▶ EXERCISE
Format every line of the listing below as a numbered list, skipping blank lines. Omit the pictures from the output.

─── ENTRIES PROVIDED ───

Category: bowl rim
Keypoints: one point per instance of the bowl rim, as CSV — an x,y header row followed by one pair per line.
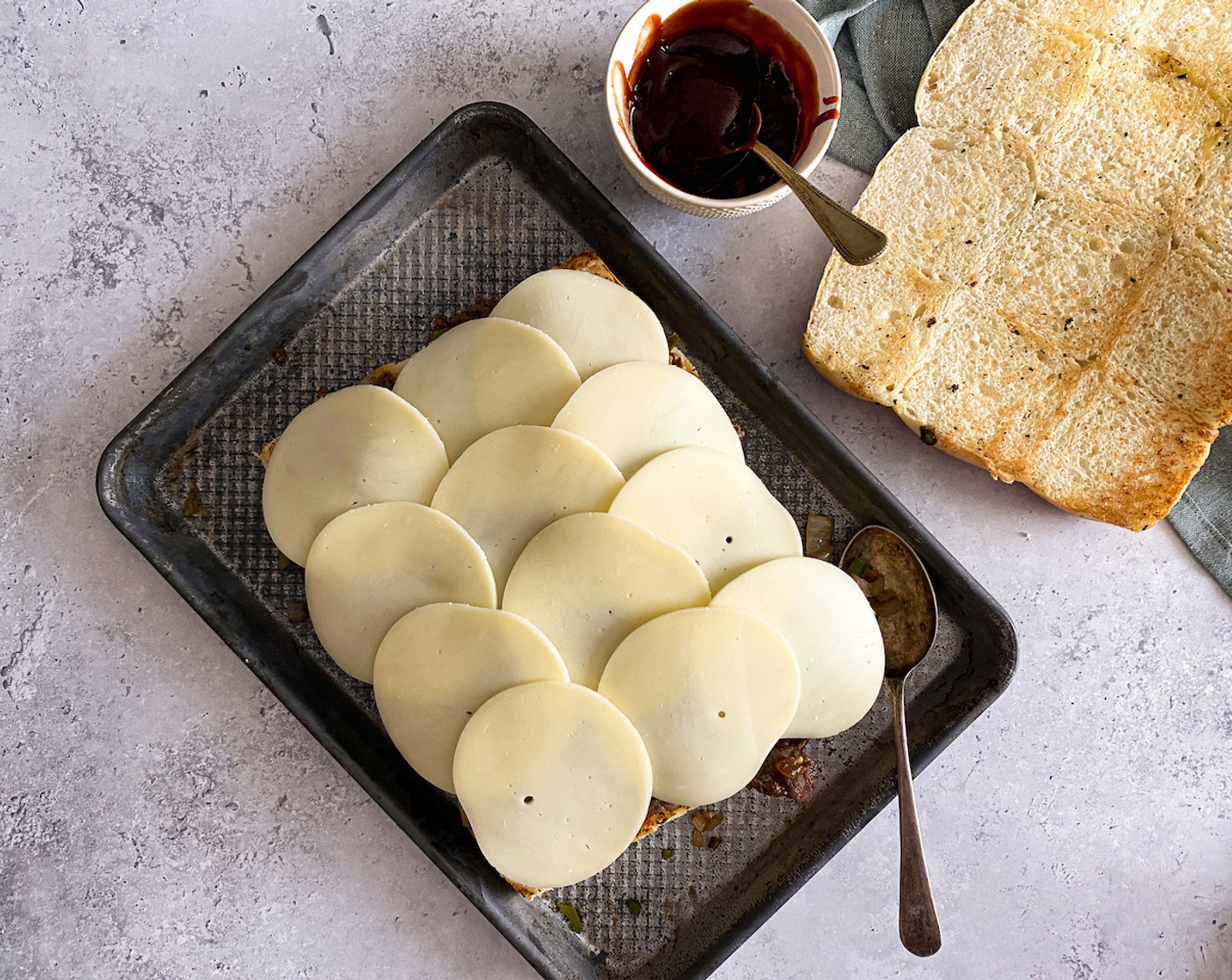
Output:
x,y
808,162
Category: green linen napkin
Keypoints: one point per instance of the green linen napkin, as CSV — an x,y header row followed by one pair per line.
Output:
x,y
882,48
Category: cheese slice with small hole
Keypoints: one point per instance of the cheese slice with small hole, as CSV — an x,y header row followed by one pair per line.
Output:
x,y
514,482
710,690
555,783
356,446
486,374
713,507
438,663
832,630
371,566
639,410
589,579
597,322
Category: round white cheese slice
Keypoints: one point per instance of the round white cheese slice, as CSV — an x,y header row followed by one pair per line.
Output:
x,y
710,690
514,482
438,663
486,374
589,579
639,410
713,507
597,322
553,780
371,566
832,630
356,446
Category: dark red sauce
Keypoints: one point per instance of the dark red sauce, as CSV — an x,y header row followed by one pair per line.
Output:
x,y
691,91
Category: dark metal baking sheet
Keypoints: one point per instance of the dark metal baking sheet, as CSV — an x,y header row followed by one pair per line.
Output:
x,y
482,202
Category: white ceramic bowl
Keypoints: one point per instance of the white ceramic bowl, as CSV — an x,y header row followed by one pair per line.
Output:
x,y
797,23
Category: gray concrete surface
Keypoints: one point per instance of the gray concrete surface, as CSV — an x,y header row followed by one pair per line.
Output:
x,y
163,816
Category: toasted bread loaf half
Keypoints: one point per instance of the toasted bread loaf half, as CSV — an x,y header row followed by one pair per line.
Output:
x,y
1056,302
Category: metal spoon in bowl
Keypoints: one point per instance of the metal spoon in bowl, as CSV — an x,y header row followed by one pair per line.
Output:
x,y
853,238
908,635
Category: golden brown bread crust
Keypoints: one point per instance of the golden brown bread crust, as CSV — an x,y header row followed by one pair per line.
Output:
x,y
1083,343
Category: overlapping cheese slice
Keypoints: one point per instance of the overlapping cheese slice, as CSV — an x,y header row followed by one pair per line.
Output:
x,y
713,507
486,374
513,483
830,629
371,566
438,663
597,322
710,690
356,446
553,780
639,410
589,579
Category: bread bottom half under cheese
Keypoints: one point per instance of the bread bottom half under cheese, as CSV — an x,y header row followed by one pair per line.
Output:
x,y
541,642
1056,304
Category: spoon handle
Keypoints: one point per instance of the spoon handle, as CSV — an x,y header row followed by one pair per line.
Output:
x,y
853,238
917,916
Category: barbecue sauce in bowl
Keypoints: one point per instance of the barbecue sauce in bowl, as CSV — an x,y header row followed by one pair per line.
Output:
x,y
691,91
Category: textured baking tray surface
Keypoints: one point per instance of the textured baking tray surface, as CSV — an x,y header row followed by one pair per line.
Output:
x,y
488,225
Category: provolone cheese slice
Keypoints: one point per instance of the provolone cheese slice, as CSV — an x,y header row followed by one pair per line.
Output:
x,y
371,566
438,663
486,374
589,579
513,483
356,446
710,690
639,410
832,630
555,783
713,507
597,322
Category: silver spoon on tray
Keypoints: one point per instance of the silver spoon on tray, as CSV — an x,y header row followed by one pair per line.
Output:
x,y
906,606
853,238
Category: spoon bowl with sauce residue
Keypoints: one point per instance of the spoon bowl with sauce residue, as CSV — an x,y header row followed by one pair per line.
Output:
x,y
682,83
902,596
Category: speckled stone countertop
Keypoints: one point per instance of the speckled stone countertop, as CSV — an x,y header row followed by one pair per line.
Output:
x,y
162,815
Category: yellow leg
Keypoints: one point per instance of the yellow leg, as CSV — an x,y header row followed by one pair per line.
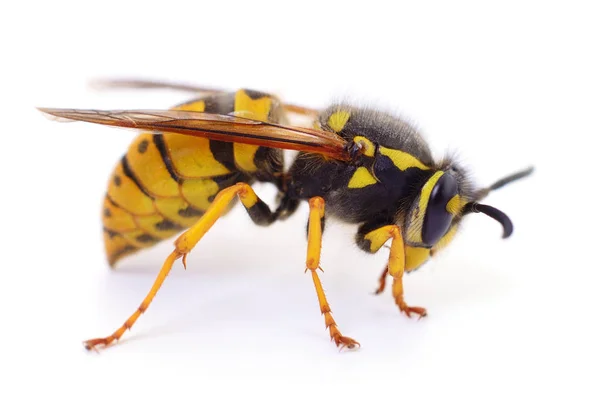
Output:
x,y
183,245
313,256
382,279
396,265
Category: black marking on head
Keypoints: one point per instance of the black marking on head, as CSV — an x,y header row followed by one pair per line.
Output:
x,y
492,212
190,211
143,146
437,219
146,238
129,173
166,225
159,142
223,153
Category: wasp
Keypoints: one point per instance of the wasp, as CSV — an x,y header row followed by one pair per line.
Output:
x,y
361,166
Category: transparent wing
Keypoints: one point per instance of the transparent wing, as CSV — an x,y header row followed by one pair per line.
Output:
x,y
226,128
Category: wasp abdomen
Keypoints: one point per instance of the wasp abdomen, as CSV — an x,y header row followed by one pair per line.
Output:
x,y
166,181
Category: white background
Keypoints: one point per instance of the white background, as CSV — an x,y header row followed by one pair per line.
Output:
x,y
513,324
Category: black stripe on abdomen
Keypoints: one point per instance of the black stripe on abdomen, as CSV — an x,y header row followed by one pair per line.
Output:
x,y
159,142
129,173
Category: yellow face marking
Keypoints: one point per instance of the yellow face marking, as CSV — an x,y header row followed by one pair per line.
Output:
x,y
195,106
197,192
402,160
415,257
123,191
361,178
367,144
416,220
338,120
148,166
256,109
455,205
445,240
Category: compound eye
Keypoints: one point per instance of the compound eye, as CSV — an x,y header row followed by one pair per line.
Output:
x,y
437,218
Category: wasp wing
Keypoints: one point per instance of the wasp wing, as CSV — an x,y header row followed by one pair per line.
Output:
x,y
226,128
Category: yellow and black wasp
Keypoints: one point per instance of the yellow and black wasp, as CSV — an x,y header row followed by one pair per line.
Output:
x,y
357,165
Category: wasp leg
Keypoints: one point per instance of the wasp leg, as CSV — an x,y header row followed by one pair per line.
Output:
x,y
313,256
372,241
382,279
258,211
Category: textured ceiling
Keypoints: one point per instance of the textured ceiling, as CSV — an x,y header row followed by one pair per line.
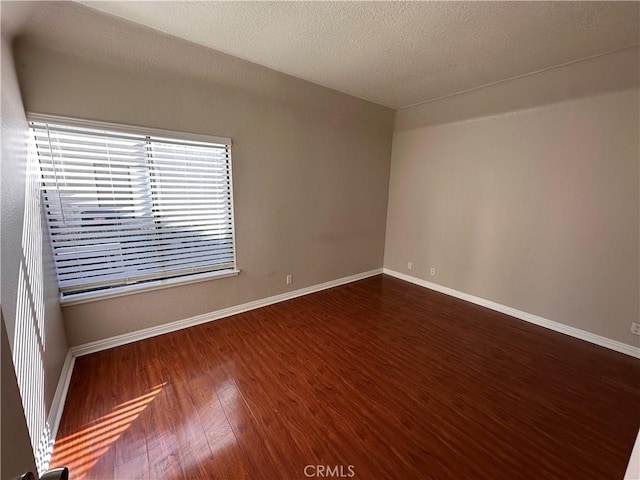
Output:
x,y
396,53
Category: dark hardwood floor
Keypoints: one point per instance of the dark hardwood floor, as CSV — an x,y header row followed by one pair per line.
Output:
x,y
376,379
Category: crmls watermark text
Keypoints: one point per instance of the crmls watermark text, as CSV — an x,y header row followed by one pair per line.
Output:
x,y
328,471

───

▶ EXPECTED ANSWER
1. Category: bowl rim
2. Keypoints: one point per instance of the bowl rim, as CSV — an x,y header row followed by one pair per line.
3. Output:
4. x,y
5. 808,162
6. Category: green linen napkin
7. Keypoints: one point per instance of the green linen napkin, as CSV — an x,y header row followed by one pair per line.
8. Output:
9. x,y
10. 882,48
11. Category: cheese slice with small hole
12. Keypoints: one point per instance of the cheese slice with small hole, as CSV — an x,y header row followed by one pair per line.
13. Output:
14. x,y
15. 514,482
16. 710,690
17. 555,783
18. 356,446
19. 486,374
20. 713,507
21. 438,663
22. 832,630
23. 371,566
24. 639,410
25. 589,579
26. 597,322
27. Category: round white cheese slice
28. Keypoints: one point per instance of the round white cheese slice, as CSV — an x,y header row followed by one pair per line.
29. Output:
30. x,y
31. 710,690
32. 514,482
33. 438,663
34. 486,374
35. 589,579
36. 639,410
37. 713,507
38. 597,322
39. 553,780
40. 371,566
41. 832,630
42. 356,446
43. Category: dark red sauce
44. Keypoints: one point per instance of the dark red sauce, as CSV — an x,y header row followed by one pair per line.
45. Output:
46. x,y
47. 691,91
48. Category: dark metal baking sheet
49. Keypoints: one point per instance of the dark metal baking sheet, as CSV — an x,y header row followed by one pair per line.
50. Output:
51. x,y
52. 482,202
53. Category: white ceramic bowl
54. Keypoints: one point per instance of the white ceramic bowl, as CSV — an x,y header row followed by one pair per line.
55. Output:
56. x,y
57. 797,23
58. Category: gray concrete surface
59. Keypoints: one point per instance of the gray concrete surface, as CSV — an x,y header row followed by one pair per line.
60. Output:
61. x,y
62. 163,816
63. Category: toasted bread loaf half
64. Keypoints: one point per instance of the toasted bread loaf half, as CSV — an x,y header row followed by one pair per line.
65. Output:
66. x,y
67. 1056,302
68. Category: metal spoon in bowl
69. Keypoints: one point per instance of the metal spoon in bowl, as CSV — an x,y header row followed by one pair per line.
70. Output:
71. x,y
72. 853,238
73. 908,635
74. Category: golden brown bread crust
75. Keypoints: one point per instance of the golden brown bread crust, as CSV — an x,y header row followed by one pair per line.
76. Output:
77. x,y
78. 1083,343
79. Category: overlapping cheese slice
80. Keypoints: one point per instance of the overlapping cheese slice, as CSV — an x,y header row followed by one pair per line.
81. Output:
82. x,y
83. 713,507
84. 486,374
85. 513,483
86. 830,629
87. 371,566
88. 438,663
89. 597,322
90. 710,690
91. 356,446
92. 553,780
93. 639,410
94. 589,579
95. Category: bread bottom half under cheese
96. Keypoints: one point per instance of the bread bottom half under cheese, as CSV — an x,y header row followed by one pair per line.
97. Output:
98. x,y
99. 541,642
100. 1056,304
101. Category: spoon handle
102. Keypoints: one point per instance of the spoon handle, as CSV — an x,y header row followed by one pair per line.
103. Output:
104. x,y
105. 853,238
106. 917,916
107. Category: barbecue sauce in bowl
108. Keypoints: one point per instance of the barbecue sauce in bowl, as CSV — an x,y header row followed by one pair per line.
109. Output:
110. x,y
111. 691,91
112. Category: textured baking tray surface
113. Keypoints: one point per instance of the textured baking tray surface, as CSV — an x,y header row followed by one pair per line.
114. Output:
115. x,y
116. 488,225
117. Category: provolone cheese slice
118. Keypoints: one point per instance of the provolone cheese slice, as CSV — an x,y header row followed by one pair per line.
119. Output:
120. x,y
121. 371,566
122. 438,663
123. 486,374
124. 589,579
125. 513,483
126. 356,446
127. 710,690
128. 639,410
129. 832,630
130. 555,783
131. 713,507
132. 597,322
133. Category: silver spoon on tray
134. Keypoints: one point per instance of the silver spoon on tray, as CSV — an x,y header row followed by one pair per line.
135. Output:
136. x,y
137. 906,606
138. 853,238
139. Category: spoon bowl with sauce residue
140. Keypoints: one point per instance of the spoon bowl with sauce residue, as CSV — an x,y header row followed by one pair per line.
141. Output:
142. x,y
143. 682,83
144. 902,596
145. Category: speckled stone countertop
146. Keypoints: one point per instance of the speckled stone countertop, as CSV — an x,y header row followed by one pair per line.
147. Output:
148. x,y
149. 162,815
150. Category: yellow leg
151. Keypoints: one point per instance of the yellow leg, as CSV — an x,y header row followed by one pair per line.
152. Output:
153. x,y
154. 183,245
155. 313,256
156. 382,279
157. 396,265
158. Category: black marking on head
159. Keypoints: one point per instance of the black marking on head, as CSV — an x,y header row followed by one pair per line.
160. Output:
161. x,y
162. 492,212
163. 190,211
164. 143,146
165. 437,219
166. 146,238
167. 129,173
168. 166,225
169. 159,142
170. 223,153
171. Category: wasp
172. Keypoints: one point per instance of the wasp, as CSV — an x,y header row followed by one pair per line.
173. Output:
174. x,y
175. 361,166
176. Category: transparent wing
177. Keypoints: one point per instance of the transparent wing, as CSV — an x,y header row followed by one pair per line.
178. Output:
179. x,y
180. 226,128
181. Category: wasp abdomen
182. Keypoints: one point per instance of the wasp abdomen, as CSV — an x,y header row followed by one pair per line.
183. Output:
184. x,y
185. 166,181
186. Category: white background
187. Keypoints: one point per instance of the white background, as CSV — an x,y header row followed by one pair per line.
188. Output:
189. x,y
190. 513,324
191. Category: black stripe on abdomen
192. Keypoints: one point per instance of the black stripe on abdomen, as CSV — an x,y header row followed by one pair per line.
193. Output:
194. x,y
195. 159,142
196. 129,173
197. Category: yellow face marking
198. Keypoints: one point per instance of the yellow face marking, as CSV — an x,y header row followed by one pair per line.
199. Output:
200. x,y
201. 195,106
202. 197,192
203. 402,160
204. 415,257
205. 123,191
206. 361,178
207. 367,144
208. 416,220
209. 338,120
210. 148,166
211. 256,109
212. 455,205
213. 445,240
214. Category: compound eye
215. Keypoints: one point per instance of the compound eye, as CSV — an x,y header row followed by one pair per line.
216. Output:
217. x,y
218. 437,218
219. Category: wasp wing
220. Keypoints: one point per instance of the wasp wing, as CSV — an x,y header row followed by one pair per line.
221. Output:
222. x,y
223. 226,128
224. Category: yellow and black wasp
225. Keypoints: one point per instance of the yellow and black wasp, as CSV — an x,y header row followed by one pair per line.
226. Output:
227. x,y
228. 357,165
229. Category: wasp leg
230. Keypoints: one point per instance of the wasp leg, as CSV — an x,y header row followed by one pair per line.
231. Output:
232. x,y
233. 313,256
234. 372,241
235. 382,279
236. 258,211
237. Category: textured ceiling
238. Keypoints: one point per instance of the textured ceiling, as CSV — an x,y header row followed by one pair per line.
239. Output:
240. x,y
241. 396,53
242. Category: dark hardwood floor
243. Keypoints: one point per instance of the dark hardwood floor, as CSV — an x,y header row followed by one pair per line.
244. Output:
245. x,y
246. 376,379
247. Category: crmls watermark text
248. Keypoints: one point per instance of the crmls watermark text, as CSV — an x,y header row followed by one pair per line.
249. Output:
250. x,y
251. 328,471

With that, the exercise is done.